■ SHORT PROBLEM
Render the records below as a numbered list with blank lines omitted, from the start of the records through the line containing "point(476, 122)", both inclusive. Include no lines after that one.

■ INFORMATION SHOWN
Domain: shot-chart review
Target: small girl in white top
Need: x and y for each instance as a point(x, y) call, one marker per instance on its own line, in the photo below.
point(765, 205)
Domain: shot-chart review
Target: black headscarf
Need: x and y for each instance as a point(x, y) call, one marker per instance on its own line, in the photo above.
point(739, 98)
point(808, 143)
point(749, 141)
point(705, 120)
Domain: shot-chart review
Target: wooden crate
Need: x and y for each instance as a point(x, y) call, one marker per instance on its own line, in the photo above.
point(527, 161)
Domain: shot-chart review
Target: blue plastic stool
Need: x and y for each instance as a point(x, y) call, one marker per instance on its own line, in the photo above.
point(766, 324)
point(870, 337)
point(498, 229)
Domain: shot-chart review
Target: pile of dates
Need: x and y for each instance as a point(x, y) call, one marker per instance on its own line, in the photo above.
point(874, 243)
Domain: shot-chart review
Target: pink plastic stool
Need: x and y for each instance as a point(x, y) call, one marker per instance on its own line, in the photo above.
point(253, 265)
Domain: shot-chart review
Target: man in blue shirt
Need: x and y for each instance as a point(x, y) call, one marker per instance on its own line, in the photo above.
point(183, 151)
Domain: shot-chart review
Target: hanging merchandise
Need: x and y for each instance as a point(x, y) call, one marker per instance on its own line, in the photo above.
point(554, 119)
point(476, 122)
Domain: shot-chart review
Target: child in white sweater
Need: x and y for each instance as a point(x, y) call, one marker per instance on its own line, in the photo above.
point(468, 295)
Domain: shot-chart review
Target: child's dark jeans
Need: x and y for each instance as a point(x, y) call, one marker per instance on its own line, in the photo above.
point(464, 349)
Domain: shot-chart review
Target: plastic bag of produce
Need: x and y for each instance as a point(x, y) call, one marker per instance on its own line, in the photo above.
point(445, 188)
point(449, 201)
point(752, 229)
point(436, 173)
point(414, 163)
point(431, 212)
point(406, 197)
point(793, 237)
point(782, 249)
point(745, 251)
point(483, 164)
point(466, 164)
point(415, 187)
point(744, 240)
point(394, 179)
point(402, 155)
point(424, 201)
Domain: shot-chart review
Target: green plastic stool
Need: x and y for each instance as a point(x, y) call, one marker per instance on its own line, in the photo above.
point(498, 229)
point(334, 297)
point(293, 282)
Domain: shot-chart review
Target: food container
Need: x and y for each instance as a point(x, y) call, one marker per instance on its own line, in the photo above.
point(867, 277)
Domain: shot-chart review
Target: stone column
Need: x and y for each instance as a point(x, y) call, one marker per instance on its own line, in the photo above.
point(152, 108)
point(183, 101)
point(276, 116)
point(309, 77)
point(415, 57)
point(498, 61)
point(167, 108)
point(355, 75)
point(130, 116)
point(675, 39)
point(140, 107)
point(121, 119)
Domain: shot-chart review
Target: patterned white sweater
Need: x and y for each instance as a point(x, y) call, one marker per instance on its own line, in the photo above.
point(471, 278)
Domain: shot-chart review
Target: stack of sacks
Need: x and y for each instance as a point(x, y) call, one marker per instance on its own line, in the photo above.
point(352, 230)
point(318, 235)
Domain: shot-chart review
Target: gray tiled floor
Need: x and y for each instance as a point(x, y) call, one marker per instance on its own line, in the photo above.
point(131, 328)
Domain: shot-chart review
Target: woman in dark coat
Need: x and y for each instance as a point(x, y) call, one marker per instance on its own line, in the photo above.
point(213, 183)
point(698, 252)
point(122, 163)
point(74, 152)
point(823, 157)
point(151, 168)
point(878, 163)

■ SOLUTION TO THIS EXERCISE
1. Domain: shot-chart review
2. Target: small girl in white top
3. Need: x and y for each instance as a point(x, y) call, one marker per instance on its own line, in the photo below.
4. point(765, 205)
5. Domain: shot-chart review
6. Target: black headscarf
7. Need: x and y for each instance as a point(x, y) call, one marker per instance on its own line, in the photo above.
8. point(739, 98)
9. point(808, 143)
10. point(749, 141)
11. point(705, 120)
12. Domain: shot-chart review
13. Target: wooden crate
14. Need: x and y for each instance as a point(x, y) call, one marker per instance on its own line, in the photo above.
15. point(527, 161)
16. Domain: shot-chart review
17. Target: blue plastic stool
18. Need: x and y for each instance as a point(x, y) call, one marker per instance on its own line, in the photo above.
19. point(766, 324)
20. point(870, 337)
21. point(498, 229)
22. Domain: shot-chart review
23. Target: pile of dates
24. Need: x and y for each instance as a point(x, y) call, one marker per instance on its own line, in the photo above.
25. point(874, 243)
26. Domain: shot-chart review
27. Target: pink plastic stool
28. Need: x and y for each instance as a point(x, y) call, one marker per instance on its own line, in the photo above.
29. point(253, 265)
30. Domain: shot-chart review
31. Target: man in blue shirt
32. Need: x and y for each instance as a point(x, y) call, one marker per instance on its own line, in the photo above.
33. point(183, 151)
34. Domain: shot-chart review
35. Target: hanging merchandise
36. Need: x and y for each instance as a point(x, y) call, one marker per instance on its own line, in the photo above.
37. point(554, 119)
38. point(476, 122)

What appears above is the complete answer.